■ **Brief**: Please copy each line of the records below that holds the word "target".

■ **Data records**:
—————

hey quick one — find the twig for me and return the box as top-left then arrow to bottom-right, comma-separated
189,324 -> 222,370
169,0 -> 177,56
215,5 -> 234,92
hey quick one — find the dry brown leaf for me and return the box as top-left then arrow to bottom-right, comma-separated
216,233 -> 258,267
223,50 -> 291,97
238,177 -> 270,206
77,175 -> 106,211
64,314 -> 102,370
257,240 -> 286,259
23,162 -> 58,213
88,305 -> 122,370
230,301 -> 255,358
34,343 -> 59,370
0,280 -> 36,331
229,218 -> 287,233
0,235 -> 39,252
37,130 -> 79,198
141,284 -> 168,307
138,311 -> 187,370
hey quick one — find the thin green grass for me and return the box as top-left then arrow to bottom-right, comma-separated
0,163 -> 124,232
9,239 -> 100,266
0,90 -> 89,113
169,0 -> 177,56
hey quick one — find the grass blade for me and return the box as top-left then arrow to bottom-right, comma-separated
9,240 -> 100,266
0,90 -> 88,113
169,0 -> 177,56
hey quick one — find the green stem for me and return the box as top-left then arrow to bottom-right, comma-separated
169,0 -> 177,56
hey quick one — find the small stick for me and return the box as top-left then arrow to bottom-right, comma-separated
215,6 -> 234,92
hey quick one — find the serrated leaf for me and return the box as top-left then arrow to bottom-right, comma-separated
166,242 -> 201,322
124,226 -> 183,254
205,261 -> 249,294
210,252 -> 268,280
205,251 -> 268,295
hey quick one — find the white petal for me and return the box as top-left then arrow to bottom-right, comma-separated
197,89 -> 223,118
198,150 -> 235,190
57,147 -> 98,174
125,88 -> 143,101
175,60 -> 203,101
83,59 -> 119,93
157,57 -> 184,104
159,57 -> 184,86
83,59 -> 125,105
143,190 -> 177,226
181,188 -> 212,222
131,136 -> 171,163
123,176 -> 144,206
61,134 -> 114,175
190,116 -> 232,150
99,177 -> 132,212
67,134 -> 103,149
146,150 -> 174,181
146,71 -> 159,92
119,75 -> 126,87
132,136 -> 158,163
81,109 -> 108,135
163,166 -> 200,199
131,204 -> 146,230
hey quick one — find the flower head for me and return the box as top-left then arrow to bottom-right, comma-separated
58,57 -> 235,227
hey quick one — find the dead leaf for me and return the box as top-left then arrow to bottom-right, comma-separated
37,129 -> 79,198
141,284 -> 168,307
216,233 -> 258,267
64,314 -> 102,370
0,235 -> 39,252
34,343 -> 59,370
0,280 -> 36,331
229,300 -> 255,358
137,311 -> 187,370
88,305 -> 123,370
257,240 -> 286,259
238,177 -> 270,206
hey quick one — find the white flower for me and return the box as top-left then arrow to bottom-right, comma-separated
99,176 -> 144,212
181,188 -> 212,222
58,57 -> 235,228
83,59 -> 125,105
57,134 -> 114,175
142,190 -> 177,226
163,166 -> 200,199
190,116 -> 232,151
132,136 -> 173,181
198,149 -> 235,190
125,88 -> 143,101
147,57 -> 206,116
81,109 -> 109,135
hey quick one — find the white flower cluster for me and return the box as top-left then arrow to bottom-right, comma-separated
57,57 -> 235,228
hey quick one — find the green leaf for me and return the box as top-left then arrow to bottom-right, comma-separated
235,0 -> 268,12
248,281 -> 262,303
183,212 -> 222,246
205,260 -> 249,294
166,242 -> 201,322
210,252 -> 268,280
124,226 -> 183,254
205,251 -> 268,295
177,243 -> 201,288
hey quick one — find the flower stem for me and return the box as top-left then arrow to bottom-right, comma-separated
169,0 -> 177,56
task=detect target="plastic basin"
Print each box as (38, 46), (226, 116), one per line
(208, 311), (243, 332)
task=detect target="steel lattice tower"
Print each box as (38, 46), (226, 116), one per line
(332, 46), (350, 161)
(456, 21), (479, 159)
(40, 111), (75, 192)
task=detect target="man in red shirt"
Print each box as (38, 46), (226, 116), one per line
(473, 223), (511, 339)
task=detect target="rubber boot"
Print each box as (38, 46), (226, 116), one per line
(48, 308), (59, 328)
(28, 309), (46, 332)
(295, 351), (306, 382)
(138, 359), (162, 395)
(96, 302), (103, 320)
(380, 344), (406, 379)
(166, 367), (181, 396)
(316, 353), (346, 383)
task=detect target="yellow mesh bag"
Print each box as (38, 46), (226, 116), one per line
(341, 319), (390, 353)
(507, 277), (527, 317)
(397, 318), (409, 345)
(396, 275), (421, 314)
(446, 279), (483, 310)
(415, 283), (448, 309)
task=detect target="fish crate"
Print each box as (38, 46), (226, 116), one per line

—————

■ **Your solution**:
task=detect target="plastic basin"
task=detect target="steel lattice tower"
task=detect target="man in red shirt"
task=detect target="rubber boot"
task=detect target="yellow mesh bag"
task=detect target="fish crate"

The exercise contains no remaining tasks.